(Excerpts from a dataset)
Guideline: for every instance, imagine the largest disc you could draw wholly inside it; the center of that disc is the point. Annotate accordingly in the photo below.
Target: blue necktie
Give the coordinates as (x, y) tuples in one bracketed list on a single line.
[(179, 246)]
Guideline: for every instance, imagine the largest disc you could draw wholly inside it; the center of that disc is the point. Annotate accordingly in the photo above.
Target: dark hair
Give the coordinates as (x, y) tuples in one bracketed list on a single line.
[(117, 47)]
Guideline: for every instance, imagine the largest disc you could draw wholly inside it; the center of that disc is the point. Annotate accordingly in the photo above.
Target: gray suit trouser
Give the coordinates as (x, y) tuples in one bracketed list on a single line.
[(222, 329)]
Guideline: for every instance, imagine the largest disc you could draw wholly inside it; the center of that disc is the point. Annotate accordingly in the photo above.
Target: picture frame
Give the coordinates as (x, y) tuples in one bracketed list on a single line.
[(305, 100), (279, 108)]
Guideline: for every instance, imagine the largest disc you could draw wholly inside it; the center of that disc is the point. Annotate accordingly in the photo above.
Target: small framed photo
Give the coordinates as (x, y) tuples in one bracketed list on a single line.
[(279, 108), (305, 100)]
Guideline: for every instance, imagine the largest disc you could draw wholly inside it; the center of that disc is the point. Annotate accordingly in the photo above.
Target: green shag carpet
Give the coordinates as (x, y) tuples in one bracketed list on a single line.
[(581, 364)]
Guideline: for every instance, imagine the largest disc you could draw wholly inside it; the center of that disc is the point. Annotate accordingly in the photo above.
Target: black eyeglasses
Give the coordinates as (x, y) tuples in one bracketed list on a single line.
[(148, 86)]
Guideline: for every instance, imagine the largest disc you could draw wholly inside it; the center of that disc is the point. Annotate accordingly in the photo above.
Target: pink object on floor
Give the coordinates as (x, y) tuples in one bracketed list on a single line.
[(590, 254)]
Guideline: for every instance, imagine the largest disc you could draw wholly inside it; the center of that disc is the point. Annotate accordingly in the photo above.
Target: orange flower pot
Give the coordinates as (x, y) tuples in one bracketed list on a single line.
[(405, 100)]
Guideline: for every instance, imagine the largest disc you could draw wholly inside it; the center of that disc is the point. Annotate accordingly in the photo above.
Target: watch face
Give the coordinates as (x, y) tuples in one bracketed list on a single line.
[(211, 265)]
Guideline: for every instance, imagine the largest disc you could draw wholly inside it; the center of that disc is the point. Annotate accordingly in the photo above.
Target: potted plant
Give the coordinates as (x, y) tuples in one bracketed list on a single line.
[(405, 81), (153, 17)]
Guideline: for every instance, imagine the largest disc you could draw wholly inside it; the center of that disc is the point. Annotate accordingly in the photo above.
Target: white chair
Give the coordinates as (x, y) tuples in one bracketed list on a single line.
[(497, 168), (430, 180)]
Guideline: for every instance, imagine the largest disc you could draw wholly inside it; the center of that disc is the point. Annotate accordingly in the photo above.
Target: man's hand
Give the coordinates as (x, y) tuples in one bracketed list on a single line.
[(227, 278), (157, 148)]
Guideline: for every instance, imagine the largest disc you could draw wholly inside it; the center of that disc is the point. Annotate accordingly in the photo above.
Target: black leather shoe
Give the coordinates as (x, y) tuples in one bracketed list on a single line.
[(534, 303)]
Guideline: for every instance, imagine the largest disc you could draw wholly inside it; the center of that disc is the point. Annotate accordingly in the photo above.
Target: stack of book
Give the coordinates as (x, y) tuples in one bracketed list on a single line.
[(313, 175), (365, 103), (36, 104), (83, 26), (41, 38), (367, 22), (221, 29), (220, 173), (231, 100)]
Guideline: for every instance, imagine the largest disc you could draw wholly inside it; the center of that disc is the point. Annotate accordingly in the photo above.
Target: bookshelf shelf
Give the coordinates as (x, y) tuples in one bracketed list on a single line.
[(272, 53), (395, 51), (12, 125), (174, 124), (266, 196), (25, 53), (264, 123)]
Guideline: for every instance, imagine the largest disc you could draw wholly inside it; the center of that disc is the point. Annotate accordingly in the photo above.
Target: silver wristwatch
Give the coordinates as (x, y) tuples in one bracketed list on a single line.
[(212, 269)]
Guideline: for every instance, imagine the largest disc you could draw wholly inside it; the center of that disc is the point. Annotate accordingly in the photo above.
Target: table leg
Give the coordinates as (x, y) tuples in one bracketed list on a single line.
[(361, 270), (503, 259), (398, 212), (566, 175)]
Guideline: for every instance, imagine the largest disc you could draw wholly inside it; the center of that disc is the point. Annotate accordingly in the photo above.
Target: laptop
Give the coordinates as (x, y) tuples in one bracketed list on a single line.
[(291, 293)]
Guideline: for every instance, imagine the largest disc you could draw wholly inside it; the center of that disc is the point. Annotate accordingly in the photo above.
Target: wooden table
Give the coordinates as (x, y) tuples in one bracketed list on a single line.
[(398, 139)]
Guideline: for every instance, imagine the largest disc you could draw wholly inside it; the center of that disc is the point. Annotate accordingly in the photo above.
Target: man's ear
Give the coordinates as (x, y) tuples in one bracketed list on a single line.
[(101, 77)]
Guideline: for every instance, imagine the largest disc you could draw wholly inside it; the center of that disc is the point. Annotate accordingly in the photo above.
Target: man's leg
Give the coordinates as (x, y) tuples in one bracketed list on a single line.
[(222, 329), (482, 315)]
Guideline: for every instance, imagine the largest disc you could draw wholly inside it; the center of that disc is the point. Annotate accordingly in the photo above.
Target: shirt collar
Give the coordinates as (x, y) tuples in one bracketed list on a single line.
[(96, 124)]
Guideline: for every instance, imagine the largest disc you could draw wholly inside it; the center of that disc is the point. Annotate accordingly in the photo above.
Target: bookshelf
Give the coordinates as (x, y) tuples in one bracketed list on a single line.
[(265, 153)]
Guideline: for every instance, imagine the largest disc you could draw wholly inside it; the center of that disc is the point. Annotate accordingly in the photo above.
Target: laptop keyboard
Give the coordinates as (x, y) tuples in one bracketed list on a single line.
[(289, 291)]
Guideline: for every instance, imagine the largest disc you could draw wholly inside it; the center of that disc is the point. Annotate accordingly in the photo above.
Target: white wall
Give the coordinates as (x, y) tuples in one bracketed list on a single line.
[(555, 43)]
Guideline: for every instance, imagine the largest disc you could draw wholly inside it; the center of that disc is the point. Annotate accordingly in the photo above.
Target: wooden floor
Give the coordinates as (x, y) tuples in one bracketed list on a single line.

Task requirements>
Write out every line from the data above that includes "table".

Task output>
Target: table leg
Target: wooden table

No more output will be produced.